Source passage -

_ _ _ _ _ _ _

Friday, March 12th, 2010

Well, it looks like Unknown Sector has flopped in a big way. There was initially very little interest on FGL, so I pulled it down, put in my own ads, and it’s now getting about a fifth of the hits that Gun Nomads is still raking in. It stings to be sure, knowing that those two months accomplished little more than a lesson learned in humility. The fact that I partially saw it coming makes it both better and worse. Better because I now know what not to do, and worse because I could have done things differently. Admittedly, Unknown Sector has major flaws, and its lackluster performance is understandable. I believe its primary failure is being too shallow for a complicated game, if that makes any sense at all. There is really too little reward in terms of graphics, innovative gameplay, story and content for the amount of complexity you have to learn. Even with that said, it might still have made a decent free Flash game, but putting micro-transactions into it was definitely too much. It simply does not encourage the depth of interest required to start spending money. I feel like I’m shooting myself in the foot bashing my own game, but it happens to deserve it.

In retrospect I can see that I started making this game for the wrong reasons. I was never particularly enthusiastic about the idea and in fact didn’t bother planning some features until well into production. I made the thing mainly because I expected it to be a decent, easy to make game that could make use of some assets I had lying around. Of course it didn’t turn out to be that easy, but stubbornly I kept on going just to get it done. Lesson learned: don’t be afraid to switch gears when things don’t work out.

I’ve made four games so far, and yet I haven’t made any that I actually like to play. Nor have I been hugely enthusiastic about any of them even on a conceptual basis. Gun Nomads may have come pretty close, but it was my first Flash game and inevitably flawed because of it. Rise of the Tower was my first attempt at making a simple game, and I’ve never been able to get excited over simple games. Unknown Sector and my new Rise of the Tower spin-off also fit into that simple category. They have their charms but not the depth I need to get into a game.

I do have an idea for my next game that does possess quite a bit of depth, and yet shouldn’t be too difficult to make. It’s a strategy game with both turn-based and real-time elements, dozens of unit types and varied tactical options to ponder. My goal is to create the biggest, best looking and most fun strategy battles ever seen in flash gaming. And I intend to do it in only one month. Ambitious? You bet.

_ _ _ _ _ _ _

Records -
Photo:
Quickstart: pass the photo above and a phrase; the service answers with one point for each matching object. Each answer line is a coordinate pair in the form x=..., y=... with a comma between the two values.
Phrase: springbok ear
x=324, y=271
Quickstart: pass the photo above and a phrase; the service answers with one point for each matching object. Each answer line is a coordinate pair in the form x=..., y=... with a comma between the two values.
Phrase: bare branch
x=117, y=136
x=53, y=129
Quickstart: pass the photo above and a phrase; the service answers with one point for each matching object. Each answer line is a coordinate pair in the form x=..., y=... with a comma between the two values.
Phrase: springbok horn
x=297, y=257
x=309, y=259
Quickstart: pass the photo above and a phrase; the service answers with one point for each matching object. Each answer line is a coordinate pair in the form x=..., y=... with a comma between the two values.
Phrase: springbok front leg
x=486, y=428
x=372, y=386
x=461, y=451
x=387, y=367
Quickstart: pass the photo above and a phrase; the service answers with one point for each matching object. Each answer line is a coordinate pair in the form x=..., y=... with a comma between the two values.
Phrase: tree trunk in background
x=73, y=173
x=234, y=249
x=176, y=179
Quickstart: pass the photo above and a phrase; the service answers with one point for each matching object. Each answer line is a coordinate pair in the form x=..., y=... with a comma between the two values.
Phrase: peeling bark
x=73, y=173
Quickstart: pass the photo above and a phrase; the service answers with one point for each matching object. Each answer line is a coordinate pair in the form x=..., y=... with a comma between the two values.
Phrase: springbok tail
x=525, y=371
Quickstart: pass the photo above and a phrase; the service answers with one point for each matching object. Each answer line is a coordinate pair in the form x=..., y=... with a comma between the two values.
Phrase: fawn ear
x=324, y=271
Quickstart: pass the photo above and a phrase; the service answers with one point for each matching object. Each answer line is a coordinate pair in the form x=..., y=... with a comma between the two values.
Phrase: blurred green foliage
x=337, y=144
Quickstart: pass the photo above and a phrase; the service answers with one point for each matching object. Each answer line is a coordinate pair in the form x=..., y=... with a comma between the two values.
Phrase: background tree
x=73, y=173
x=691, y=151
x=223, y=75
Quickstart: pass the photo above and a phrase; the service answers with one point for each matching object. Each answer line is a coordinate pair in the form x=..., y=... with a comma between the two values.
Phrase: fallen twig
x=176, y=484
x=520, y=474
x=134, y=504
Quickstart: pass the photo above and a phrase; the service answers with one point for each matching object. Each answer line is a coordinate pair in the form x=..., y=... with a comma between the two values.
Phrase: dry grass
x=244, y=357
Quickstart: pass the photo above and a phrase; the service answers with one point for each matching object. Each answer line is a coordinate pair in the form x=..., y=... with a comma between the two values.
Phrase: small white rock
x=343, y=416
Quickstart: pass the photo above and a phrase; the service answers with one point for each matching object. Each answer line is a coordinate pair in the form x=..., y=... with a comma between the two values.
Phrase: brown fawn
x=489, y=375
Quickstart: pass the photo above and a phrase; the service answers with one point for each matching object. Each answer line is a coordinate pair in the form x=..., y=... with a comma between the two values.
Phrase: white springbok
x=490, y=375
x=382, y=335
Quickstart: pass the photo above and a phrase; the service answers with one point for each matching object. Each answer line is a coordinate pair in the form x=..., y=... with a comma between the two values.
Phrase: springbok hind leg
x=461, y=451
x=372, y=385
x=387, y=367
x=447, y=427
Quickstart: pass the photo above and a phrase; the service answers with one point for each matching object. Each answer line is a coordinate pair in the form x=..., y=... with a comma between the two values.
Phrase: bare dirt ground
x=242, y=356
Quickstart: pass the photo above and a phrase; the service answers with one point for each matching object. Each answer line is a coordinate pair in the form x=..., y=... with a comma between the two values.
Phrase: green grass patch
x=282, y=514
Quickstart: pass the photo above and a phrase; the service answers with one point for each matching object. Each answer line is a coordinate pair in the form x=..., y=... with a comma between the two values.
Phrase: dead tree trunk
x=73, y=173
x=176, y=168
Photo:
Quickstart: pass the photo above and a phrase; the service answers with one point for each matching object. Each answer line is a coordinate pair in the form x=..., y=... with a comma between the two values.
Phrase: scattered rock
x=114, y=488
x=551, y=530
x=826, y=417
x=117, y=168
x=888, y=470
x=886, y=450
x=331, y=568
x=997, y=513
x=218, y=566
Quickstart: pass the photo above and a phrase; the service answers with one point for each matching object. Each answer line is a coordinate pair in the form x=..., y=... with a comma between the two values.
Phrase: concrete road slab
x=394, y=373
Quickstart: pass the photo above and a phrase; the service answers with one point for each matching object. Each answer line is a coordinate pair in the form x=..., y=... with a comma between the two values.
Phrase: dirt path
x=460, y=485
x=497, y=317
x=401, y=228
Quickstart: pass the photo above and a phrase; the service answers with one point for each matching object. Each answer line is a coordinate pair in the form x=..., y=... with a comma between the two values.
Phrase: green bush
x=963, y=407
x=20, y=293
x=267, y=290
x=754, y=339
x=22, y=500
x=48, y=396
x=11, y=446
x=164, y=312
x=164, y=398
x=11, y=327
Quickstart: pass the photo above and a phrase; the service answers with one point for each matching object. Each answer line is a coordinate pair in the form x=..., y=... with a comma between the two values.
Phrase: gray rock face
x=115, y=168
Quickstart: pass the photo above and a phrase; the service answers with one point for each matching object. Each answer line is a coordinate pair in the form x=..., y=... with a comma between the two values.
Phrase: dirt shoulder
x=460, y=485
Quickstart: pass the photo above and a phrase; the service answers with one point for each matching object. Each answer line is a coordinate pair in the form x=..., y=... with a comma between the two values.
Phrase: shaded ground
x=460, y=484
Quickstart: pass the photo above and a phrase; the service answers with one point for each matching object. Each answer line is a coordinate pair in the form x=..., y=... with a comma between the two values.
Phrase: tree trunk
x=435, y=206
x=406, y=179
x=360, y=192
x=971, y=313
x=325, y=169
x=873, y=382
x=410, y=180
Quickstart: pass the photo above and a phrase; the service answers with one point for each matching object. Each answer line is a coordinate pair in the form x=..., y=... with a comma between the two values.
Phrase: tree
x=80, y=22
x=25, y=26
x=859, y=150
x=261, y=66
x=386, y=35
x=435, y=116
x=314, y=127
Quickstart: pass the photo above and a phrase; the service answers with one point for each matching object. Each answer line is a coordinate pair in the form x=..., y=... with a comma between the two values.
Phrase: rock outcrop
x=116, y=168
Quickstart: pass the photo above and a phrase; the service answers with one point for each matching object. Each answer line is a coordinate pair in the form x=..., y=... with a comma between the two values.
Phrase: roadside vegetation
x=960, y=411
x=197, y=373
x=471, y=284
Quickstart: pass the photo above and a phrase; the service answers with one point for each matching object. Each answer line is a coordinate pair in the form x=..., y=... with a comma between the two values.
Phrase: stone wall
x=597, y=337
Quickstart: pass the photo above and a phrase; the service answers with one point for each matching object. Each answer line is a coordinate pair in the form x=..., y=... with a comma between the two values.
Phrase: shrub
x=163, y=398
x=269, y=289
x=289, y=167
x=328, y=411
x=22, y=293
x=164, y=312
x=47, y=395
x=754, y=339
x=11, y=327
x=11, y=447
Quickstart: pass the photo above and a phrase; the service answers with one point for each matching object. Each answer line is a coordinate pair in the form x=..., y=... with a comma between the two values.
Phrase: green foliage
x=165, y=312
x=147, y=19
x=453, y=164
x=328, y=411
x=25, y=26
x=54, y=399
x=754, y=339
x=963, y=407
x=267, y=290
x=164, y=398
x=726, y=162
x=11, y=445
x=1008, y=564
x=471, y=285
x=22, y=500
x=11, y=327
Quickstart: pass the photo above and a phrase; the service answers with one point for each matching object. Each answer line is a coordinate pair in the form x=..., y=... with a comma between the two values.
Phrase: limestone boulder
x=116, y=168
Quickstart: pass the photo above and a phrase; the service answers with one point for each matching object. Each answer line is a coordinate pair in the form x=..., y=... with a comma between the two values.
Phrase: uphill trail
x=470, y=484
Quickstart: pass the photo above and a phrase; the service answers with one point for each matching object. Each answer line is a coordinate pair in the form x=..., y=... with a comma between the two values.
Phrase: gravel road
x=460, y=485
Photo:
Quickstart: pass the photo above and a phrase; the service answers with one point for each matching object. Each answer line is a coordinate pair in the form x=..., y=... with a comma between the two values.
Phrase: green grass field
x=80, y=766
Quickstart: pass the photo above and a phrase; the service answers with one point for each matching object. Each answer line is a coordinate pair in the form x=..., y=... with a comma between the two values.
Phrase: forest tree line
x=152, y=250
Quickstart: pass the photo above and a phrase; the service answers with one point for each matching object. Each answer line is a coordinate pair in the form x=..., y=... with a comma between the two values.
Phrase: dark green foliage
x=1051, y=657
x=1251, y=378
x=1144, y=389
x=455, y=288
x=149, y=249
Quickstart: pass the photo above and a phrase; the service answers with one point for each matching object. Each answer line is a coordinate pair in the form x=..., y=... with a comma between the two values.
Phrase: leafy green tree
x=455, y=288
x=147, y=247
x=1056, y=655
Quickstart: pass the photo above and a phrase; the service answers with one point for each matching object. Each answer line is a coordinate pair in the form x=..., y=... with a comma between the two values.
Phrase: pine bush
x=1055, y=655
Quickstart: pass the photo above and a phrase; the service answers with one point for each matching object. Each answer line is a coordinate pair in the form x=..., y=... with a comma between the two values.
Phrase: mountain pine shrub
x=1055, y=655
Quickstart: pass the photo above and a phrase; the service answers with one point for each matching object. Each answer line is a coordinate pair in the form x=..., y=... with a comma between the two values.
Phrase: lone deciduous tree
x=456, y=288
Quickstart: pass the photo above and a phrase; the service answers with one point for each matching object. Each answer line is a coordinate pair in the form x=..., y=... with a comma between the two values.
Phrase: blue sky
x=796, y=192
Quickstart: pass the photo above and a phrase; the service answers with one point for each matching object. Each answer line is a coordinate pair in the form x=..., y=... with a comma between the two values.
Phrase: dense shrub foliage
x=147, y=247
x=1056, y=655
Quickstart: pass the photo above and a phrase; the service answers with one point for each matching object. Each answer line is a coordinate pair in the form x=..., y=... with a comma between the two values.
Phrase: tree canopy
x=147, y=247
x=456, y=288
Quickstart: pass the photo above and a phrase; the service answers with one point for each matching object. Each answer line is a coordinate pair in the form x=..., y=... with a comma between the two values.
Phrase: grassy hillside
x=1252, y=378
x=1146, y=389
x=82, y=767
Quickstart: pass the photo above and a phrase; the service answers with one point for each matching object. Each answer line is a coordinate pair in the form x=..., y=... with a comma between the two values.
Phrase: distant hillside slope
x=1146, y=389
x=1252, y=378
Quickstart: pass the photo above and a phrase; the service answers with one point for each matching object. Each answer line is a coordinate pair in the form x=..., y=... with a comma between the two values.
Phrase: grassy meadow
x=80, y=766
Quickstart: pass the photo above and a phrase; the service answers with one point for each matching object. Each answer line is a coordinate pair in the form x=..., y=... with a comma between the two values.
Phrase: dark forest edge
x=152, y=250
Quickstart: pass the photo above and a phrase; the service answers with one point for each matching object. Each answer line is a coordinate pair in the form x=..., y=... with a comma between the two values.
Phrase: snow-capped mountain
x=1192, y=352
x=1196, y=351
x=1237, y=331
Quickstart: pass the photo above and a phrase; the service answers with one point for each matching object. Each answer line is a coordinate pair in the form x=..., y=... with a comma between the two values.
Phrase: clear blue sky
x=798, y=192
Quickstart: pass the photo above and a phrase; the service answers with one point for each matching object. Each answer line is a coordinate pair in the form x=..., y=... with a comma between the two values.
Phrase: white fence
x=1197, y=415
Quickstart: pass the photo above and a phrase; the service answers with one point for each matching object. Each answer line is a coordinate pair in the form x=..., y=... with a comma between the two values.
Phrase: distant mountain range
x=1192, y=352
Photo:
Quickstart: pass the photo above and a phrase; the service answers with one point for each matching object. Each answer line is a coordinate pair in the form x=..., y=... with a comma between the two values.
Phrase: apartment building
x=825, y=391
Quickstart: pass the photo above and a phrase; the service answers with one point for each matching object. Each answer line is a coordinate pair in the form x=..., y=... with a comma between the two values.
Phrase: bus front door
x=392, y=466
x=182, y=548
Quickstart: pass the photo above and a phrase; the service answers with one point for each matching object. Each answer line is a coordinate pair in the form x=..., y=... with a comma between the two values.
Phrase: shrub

_ _ _ _ _ _ _

Problem -
In the blog post about Unknown Sector, what share of the hits that Gun Nomads gets is Unknown Sector now receiving?

Task response -
About a fifth.